» READING TEXT
####################

20 Years Ago, No Doubt's 'Tragic Kingdom' Changed These Girls' Lives
Way before "Rich Girl" or "Hollaback Girl," Gwen Stefani was just a girl. Twenty years ago, No Doubt brought a ska sound to the radio and one of the most influential women in music, Gwen Stefani, into our lives.
We've never been the same since.
Ilana Kaplan, writing for the Observer, said, "Stefani stood out as a central voice for the misfits ... [She] was a tomboy who wasn't afraid to speak up for anyone who was in-between. She was the pretty, creative, artsy girl in high school that wasn't afraid to stick up for herself or you."
Because Stefani is an icon, we asked Mic readers to tell us what Tragic Kingdom and Stefani meant to them when the band first came on the scene in the mid-'90s.
She made girls feel like they belonged.
"I first heard No Doubt in about 1994 or 1995, when I was about 9 or 10 years old. I was still fairly new to Canada and trying to fit in at school. Gwen Stefani inspired me to be myself, not just then but all through my teen years. She didn't care about fitting in, she just did what worked for her, and it showed me I didn't need to be like everyone else." — Siobhan Kelly
"When I was an angry teenager, 'Just A Girl' made me feel empowered and that my anger and discontent for the status quo wasn't uncalled for or unheard of. It made me feel strong. Gwen's powerful vocals that spoke to raw emotions were the soundtrack to many major milestones in my life, and their music continues to inspire me to this day!" — Kjerstin Wood
She made people feel like they could follow their passions.
Stefani's chance to steer the creative direction came when her brother, Eric, the former lead songwriter, left the band after eight years of little commercial success.
"As soon as he left, a kind of creativity opened up for me," Stefani told Interview magazine. "I think that's why a lot of the songs on Tragic Kingdom are much more personal than on our previous record, because I wrote almost all the lyrics on this one."
Seeing a woman as the lead singer and creative force behind one of the hottest bands on the radio changed many of Mic's readers' minds about what they could accomplish.
"I first heard No Doubt in 1994, and I was inspired by Gwen Stefani in so many ways! Her music, her style, her attitude. Gwen seemed like someone you knew. She wasn't afraid to be vulnerable and express her feelings. Like, she could fucking rock, yet still just want to be loved." — Danielle Rondero
"I remember listening to Tragic Kingdom in my living room over and over and over as a young teen. Gwen inspired me because I loved music and I wanted to write my own music, and to see such a strong female writing songs and singing made me realize I could do it too. I write my own music now and I've sung in bands, and I feel like in a huge way, that's because of Gwen. She's still a hero to me." — Amanda Davis
"I'll never forget the first time I saw Gwen. She looked like the Barbie doll I had always wanted: raw, edgy and classic with her platinum blonde ponytail and bright red lipstick. When I was old enough to visit a CD store by myself, I bought No Doubt's whole discography. Gwen empowered so many of us who dreamed of large crowds, guitars and a chance to highlight in a male-dominated world. She's a true role model, from her music to her entrepreneur abilities." — Samantha Vogeley
If you were a teenager when you first saw her, you wanted to be her.

####################

» GIVEN INSTRUCTION 1
Answer these questions about the No Doubt article:
(a) Who was the band's former lead songwriter?
(b) In what year did Danielle Rondero first hear No Doubt?
(c) Which two features of Gwen's look does Samantha Vogeley mention?
» GIVEN INSTRUCTION 2
Rewrite the rows from the line containing "the street in this photo." through the end of the rows, replacing "pick planner" with "grasp planner" and changing nothing else.

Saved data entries
####################

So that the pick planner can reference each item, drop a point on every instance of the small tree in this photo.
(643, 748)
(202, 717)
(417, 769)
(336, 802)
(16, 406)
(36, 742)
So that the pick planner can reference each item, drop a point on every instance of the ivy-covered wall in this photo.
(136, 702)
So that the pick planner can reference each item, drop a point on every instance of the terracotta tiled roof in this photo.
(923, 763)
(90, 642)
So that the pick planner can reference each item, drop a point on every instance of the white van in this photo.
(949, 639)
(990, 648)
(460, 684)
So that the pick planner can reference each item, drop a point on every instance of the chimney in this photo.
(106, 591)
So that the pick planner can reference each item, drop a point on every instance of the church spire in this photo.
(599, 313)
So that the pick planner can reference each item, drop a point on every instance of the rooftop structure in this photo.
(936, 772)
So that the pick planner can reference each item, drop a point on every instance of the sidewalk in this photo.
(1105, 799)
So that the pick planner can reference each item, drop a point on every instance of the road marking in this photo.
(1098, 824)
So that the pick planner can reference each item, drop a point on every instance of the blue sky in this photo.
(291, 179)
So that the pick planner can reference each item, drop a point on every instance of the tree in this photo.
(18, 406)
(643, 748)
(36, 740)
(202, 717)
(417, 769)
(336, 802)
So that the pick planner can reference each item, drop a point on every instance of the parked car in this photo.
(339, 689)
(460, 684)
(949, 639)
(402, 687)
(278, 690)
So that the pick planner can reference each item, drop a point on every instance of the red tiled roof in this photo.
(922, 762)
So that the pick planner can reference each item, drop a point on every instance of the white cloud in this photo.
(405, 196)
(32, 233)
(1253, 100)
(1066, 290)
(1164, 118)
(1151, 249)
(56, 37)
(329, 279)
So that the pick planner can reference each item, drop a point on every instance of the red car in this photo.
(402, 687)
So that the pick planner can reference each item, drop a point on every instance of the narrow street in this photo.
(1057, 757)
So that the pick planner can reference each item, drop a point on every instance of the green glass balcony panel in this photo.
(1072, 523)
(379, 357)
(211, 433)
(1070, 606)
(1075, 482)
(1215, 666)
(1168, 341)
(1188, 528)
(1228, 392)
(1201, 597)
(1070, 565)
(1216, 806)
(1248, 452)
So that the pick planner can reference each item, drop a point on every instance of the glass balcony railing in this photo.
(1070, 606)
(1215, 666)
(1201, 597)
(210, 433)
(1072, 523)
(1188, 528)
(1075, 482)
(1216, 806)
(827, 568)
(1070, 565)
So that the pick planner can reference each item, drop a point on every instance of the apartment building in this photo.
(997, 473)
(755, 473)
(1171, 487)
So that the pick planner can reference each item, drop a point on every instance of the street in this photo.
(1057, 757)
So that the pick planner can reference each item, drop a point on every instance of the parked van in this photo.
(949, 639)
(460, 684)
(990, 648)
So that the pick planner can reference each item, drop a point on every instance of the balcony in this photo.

####################

» WRITTEN ANSWER 1
(a) Her brother, Eric.
(b) 1994.
(c) Her platinum blonde ponytail and bright red lipstick.

» WRITTEN ANSWER 2
So that the grasp planner can reference each item, drop a point on every instance of the street in this photo.
(1057, 757)
So that the grasp planner can reference each item, drop a point on every instance of the parked van in this photo.
(949, 639)
(460, 684)
(990, 648)
So that the grasp planner can reference each item, drop a point on every instance of the balcony in this photo.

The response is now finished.